Exercise description:
Nothing should be left out: repeat all the data exactly.

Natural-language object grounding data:
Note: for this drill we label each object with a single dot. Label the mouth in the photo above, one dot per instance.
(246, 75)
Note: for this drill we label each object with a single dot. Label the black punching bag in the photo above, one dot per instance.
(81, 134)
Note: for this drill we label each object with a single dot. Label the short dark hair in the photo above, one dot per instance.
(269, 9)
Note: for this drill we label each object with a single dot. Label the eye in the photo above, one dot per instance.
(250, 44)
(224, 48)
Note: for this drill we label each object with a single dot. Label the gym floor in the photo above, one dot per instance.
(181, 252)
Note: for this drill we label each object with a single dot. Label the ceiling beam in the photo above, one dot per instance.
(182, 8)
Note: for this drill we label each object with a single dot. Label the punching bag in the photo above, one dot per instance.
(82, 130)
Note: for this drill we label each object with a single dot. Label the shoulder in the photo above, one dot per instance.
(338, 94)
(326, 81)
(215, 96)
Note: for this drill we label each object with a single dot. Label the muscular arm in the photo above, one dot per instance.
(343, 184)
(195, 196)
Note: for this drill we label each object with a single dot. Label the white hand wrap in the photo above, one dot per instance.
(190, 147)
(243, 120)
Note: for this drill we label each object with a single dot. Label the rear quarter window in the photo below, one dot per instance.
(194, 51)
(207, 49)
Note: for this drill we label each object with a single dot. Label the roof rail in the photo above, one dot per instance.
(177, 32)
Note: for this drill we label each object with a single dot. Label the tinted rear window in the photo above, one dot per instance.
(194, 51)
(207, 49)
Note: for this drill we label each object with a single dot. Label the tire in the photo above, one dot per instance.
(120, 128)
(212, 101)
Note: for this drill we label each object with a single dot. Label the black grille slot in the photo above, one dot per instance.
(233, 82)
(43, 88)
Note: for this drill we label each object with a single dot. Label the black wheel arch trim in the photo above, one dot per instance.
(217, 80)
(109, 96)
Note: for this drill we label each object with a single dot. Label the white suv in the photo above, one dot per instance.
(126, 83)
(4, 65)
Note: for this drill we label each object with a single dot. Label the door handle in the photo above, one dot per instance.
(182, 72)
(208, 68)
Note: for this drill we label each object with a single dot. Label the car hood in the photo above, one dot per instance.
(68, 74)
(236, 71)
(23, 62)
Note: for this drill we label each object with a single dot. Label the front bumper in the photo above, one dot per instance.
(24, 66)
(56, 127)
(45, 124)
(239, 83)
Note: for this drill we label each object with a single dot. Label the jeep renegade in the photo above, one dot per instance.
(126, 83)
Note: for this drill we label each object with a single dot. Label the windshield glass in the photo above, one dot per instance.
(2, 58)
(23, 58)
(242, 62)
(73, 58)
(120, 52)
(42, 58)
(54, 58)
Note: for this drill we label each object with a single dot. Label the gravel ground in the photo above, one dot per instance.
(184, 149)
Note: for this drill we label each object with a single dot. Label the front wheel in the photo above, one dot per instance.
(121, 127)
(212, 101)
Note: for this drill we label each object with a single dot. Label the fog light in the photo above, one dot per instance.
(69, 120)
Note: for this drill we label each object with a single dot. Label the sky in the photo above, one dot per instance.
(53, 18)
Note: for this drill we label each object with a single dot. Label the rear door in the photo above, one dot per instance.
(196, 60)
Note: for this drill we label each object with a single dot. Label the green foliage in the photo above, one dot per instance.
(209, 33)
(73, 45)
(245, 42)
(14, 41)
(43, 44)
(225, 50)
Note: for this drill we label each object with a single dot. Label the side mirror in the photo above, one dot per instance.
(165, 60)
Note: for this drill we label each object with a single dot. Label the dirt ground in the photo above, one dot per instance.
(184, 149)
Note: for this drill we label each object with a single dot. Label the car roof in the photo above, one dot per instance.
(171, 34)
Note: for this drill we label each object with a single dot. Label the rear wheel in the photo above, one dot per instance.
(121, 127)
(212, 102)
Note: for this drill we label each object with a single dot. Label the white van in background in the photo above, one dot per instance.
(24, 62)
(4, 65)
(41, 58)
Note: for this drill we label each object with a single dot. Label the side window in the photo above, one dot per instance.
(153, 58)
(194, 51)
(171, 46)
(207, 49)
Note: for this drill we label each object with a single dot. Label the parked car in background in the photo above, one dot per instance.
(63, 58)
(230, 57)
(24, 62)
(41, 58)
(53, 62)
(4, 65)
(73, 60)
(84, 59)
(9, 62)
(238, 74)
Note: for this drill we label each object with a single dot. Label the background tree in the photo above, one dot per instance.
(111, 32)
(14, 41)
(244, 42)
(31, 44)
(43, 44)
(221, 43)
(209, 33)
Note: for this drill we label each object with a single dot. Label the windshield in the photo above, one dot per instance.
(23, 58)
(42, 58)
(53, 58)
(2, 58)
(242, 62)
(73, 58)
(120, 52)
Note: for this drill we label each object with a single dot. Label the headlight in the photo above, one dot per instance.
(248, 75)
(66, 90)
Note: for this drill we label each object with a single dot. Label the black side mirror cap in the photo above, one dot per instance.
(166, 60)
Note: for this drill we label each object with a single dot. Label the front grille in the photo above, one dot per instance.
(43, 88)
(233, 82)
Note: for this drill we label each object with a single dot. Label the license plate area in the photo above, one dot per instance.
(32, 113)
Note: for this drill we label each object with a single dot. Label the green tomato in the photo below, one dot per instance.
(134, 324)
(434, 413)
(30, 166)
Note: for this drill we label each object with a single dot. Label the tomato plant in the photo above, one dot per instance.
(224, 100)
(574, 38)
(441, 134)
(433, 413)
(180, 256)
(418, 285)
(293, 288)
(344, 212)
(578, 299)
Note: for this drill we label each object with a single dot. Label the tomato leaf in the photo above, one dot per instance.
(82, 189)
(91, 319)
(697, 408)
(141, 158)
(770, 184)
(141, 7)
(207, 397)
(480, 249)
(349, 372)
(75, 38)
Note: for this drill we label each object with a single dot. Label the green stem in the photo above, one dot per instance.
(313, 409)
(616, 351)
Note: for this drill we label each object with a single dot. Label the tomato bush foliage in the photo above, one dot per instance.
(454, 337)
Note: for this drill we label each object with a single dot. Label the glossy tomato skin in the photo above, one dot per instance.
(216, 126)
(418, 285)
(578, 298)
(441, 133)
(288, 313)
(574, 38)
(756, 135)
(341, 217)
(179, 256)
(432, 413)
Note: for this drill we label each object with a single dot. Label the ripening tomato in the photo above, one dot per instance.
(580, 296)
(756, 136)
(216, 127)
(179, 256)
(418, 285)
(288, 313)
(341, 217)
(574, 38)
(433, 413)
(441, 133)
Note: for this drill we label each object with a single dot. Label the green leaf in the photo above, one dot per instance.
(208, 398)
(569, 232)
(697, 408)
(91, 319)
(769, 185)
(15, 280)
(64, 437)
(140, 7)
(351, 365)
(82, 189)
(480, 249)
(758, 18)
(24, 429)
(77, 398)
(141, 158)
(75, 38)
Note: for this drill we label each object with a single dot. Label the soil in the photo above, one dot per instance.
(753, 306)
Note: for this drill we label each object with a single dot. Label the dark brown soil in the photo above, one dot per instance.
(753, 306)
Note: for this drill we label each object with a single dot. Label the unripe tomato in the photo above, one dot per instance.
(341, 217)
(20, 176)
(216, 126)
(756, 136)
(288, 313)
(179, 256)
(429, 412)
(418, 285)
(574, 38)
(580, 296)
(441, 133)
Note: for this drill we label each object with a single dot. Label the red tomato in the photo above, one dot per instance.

Written response:
Note: for this drill we label each object with a single dot. Label the mouth in the photo above, one dot per instance.
(246, 75)
Note: for this drill we label each object with a single dot. Label the black punching bag in the photo above, one dot per instance.
(81, 134)
Note: for this drill we label each object with a single dot. Label the short dark hair in the photo above, one dot per instance.
(269, 9)
Note: for this drill we label each object with a single dot. Label the eye in the photo above, one dot per instance.
(250, 44)
(224, 48)
Note: for this drill we label each object with a single dot. Label the gym floor in the photo above, one dot per instance.
(181, 252)
Note: for this drill we label each object with a single dot. Label the ceiling beam in the photo above, one dot per instance.
(182, 8)
Note: for this drill we label each object with a single dot. Label the punching bag in the photo above, one dot per instance.
(82, 130)
Note: for this drill we label each object with a single dot. Label the shoulder in the photo above, one dot per instance.
(338, 94)
(326, 81)
(215, 96)
Note: for this drill we label each object with a single dot. Label the muscular arm in the photo above, one dot per instance.
(343, 184)
(195, 196)
Note: for this drill we label each object with a single dot. Label the white hand wrap in the photo above, one dot per instance.
(190, 147)
(243, 120)
Note: for this drill we label each object with a single dot. Label the rear quarter window in the photo below, one dot per instance.
(194, 51)
(207, 49)
Note: for this drill we label each object with a single dot. Label the roof rail in the photo above, one dot per instance.
(177, 32)
Note: for this drill we label each object with a single dot. Label the tinted rear window in the photo above, one dot per instance.
(194, 51)
(207, 49)
Note: for this drill we label each object with a single dot. Label the tire in the photo above, one dot per instance.
(120, 128)
(212, 101)
Note: for this drill we label each object with a single dot. Label the black grille slot in the photo above, one dot per instance.
(233, 82)
(43, 88)
Note: for this drill we label each object with a single dot. Label the black wheel arch trim in the photo above, one dot per instance.
(217, 80)
(109, 96)
Note: for this drill we label each object with a single dot. Label the white suv in the photo above, one dot per instance.
(126, 83)
(4, 65)
Note: for this drill we label each object with a single dot. Label the door handle in the photo above, one dot per instance.
(182, 72)
(208, 68)
Note: for this drill we label each object with a single dot. Label the car hood in the photo above, one dot per instance.
(68, 74)
(236, 71)
(23, 62)
Note: for this drill we label each object with a single dot. Label the front bumper in the photo above, one dot per instance.
(24, 66)
(56, 127)
(45, 124)
(239, 83)
Note: for this drill we label each object with a single dot. Label the jeep renegade in the photo above, one dot per instance.
(126, 83)
Note: for this drill we label each object with a single dot. Label the windshield glass in the photo above, one dot per instance.
(2, 58)
(23, 58)
(242, 62)
(73, 58)
(120, 52)
(42, 58)
(54, 58)
Note: for this drill we label each object with a single dot. Label the gravel ground in the photo above, one dot per instance.
(184, 149)
Note: for this drill we label each object with a single dot. Label the front wheel in the photo above, one dot per instance.
(121, 127)
(212, 101)
Note: for this drill we label each object with a single dot. Label the fog light in the photo above, one dot per instance.
(69, 120)
Note: for this drill we label each object with a single dot. Label the sky in the photo above, one dot per instance.
(53, 18)
Note: for this drill we label each object with a single dot. Label the rear door in the photo above, one dot per instance.
(196, 60)
Note: for this drill we label each object with a single dot. Label the green foliage in the photo above, one dot per instance.
(209, 33)
(73, 45)
(245, 42)
(14, 41)
(43, 44)
(225, 50)
Note: for this drill we label each object with a single dot. Label the side mirror in the photo above, one dot per instance.
(165, 60)
Note: for this drill we label each object with a single dot. Label the dirt ground in the photo above, one dot per instance.
(184, 149)
Note: for this drill we label each object with a single dot. Label the car roof in the photo above, one dot per instance.
(171, 34)
Note: for this drill we label each object with a single dot. Label the rear wheel in the photo above, one dot per instance.
(121, 127)
(212, 102)
Note: for this drill we label each object with a single dot. Label the white van in background in the photo above, one dot per instance.
(24, 62)
(4, 65)
(41, 58)
Note: for this drill we label each object with a single dot. Label the side window in the photo above, one dot per instance.
(153, 58)
(194, 51)
(171, 46)
(207, 49)
Note: for this drill we label each object with a single dot. Label the parked car in background in the photo above, one dot per instance.
(63, 58)
(230, 57)
(24, 62)
(41, 58)
(53, 62)
(4, 65)
(73, 60)
(84, 59)
(9, 62)
(238, 74)
Note: for this drill we label each object with a single dot. Label the background tree in the photo above, one dot per instance.
(111, 32)
(14, 41)
(244, 42)
(31, 44)
(43, 44)
(221, 43)
(209, 33)
Note: for this drill we label each object with a single dot. Label the windshield in the photo above, one dot per instance.
(23, 58)
(42, 58)
(53, 58)
(2, 58)
(242, 62)
(73, 58)
(120, 52)
Note: for this drill we label each object with a single dot. Label the headlight in the photo above, one dot per instance.
(248, 75)
(66, 90)
Note: for this drill we label each object with a single dot. Label the black side mirror cap in the photo above, one dot per instance.
(166, 60)
Note: for this drill we label each object with a single dot. Label the front grille in the photo above, one dot per instance.
(43, 88)
(233, 82)
Note: for this drill we label each object with a single dot. Label the license plate area in the photo above, one dot per instance.
(32, 113)
Note: for this drill we label each object with a single dot. Label the green tomato in the photo below, one dot per instance.
(134, 324)
(434, 413)
(30, 166)
Note: for this drill we label each object with a single dot. Label the tomato plant in the photo above, one dot per instance.
(224, 100)
(574, 38)
(441, 134)
(433, 413)
(180, 256)
(418, 285)
(293, 288)
(344, 212)
(578, 299)
Note: for this drill we label each object with a single dot. Label the tomato leaf in the photo above, one dot per instance.
(82, 189)
(91, 319)
(697, 408)
(141, 158)
(770, 184)
(141, 7)
(207, 397)
(480, 249)
(349, 372)
(75, 38)
Note: for this drill we label each object with a single dot. Label the green stem in the photo above, one dot per instance.
(313, 409)
(616, 351)
Note: for this drill we label each object with a single dot. Label the tomato bush foliage in the photo above, one dot per instance.
(454, 337)
Note: for this drill we label each object with a single dot. Label the glossy tomato skin in the photo above, one dot per instance.
(216, 126)
(418, 285)
(578, 298)
(441, 133)
(288, 313)
(574, 38)
(756, 135)
(341, 217)
(179, 256)
(432, 413)
Note: for this drill we label each object with a single dot. Label the ripening tomato in the photo above, one dot per instance.
(580, 296)
(756, 136)
(216, 127)
(179, 256)
(418, 285)
(288, 313)
(341, 217)
(574, 38)
(433, 413)
(441, 133)
Note: for this drill we label each object with a single dot. Label the green leaf in the photo above, one dot per instance.
(208, 398)
(569, 232)
(697, 408)
(91, 319)
(769, 185)
(15, 280)
(64, 437)
(140, 7)
(351, 365)
(82, 189)
(480, 249)
(758, 18)
(24, 429)
(77, 398)
(141, 158)
(75, 38)
Note: for this drill we label each object with a single dot. Label the soil in the photo above, one dot per instance.
(753, 306)
Note: for this drill we label each object with a single dot. Label the dark brown soil in the photo above, one dot per instance.
(753, 306)
Note: for this drill we label each object with a single dot. Label the unripe tomato in the photo above, one dot per instance.
(341, 217)
(20, 176)
(216, 126)
(756, 136)
(288, 313)
(179, 256)
(429, 412)
(418, 285)
(574, 38)
(580, 296)
(441, 133)
Note: for this drill we label each object with a single dot. Label the red tomato in the photo above, one dot per instance.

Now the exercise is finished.